# Start of Data for this exercise

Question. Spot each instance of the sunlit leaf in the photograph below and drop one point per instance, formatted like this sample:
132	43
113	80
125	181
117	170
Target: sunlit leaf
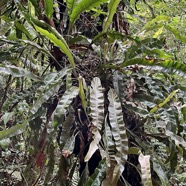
82	6
97	113
176	33
145	169
112	6
164	102
13	131
98	176
48	7
18	72
118	129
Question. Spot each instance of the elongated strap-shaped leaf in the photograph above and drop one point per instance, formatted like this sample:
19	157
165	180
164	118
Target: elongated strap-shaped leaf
48	7
97	103
94	144
97	113
157	22
118	128
13	131
82	93
112	6
63	104
165	63
23	29
98	176
57	42
71	4
176	33
110	145
153	110
145	169
51	88
160	172
18	72
83	5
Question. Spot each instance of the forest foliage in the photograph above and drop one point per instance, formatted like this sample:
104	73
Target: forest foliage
92	92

# End of Data for this exercise

#### What the task asks:
Can you turn all of the entries above into a JSON list of strings, with one string for each line and no blank lines? Leave the pictures out of the answer.

#### Answer to the task:
[
  "Question. Spot each instance of the sunlit leaf in the photograph below and drop one point per instance, formatted like this sample:",
  "132\t43",
  "113\t80",
  "125\t181",
  "117\t170",
  "Target: sunlit leaf",
  "82\t6",
  "97\t113",
  "176\t33",
  "145\t169",
  "112\t6",
  "164\t102",
  "13\t131",
  "98\t176",
  "48\t7",
  "18\t72",
  "118\t129",
  "Question. Spot each instance of the elongated strap-shaped leaf in the photograph above and drop one point per instance, formatted like this sample:",
  "19\t157",
  "165\t180",
  "164\t118",
  "Target: elongated strap-shaped leaf",
  "48\t7",
  "97\t103",
  "94\t144",
  "97\t113",
  "157\t22",
  "118\t128",
  "13\t131",
  "82\t93",
  "112\t6",
  "63\t104",
  "165\t63",
  "23\t29",
  "98\t176",
  "57\t42",
  "71\t4",
  "176\t33",
  "110\t145",
  "153\t110",
  "145\t169",
  "51\t88",
  "160\t172",
  "18\t72",
  "83\t5",
  "Question. Spot each instance of the forest foliage in the photograph above and drop one point per instance, formatted like this sample:",
  "104\t73",
  "Target: forest foliage",
  "92\t92"
]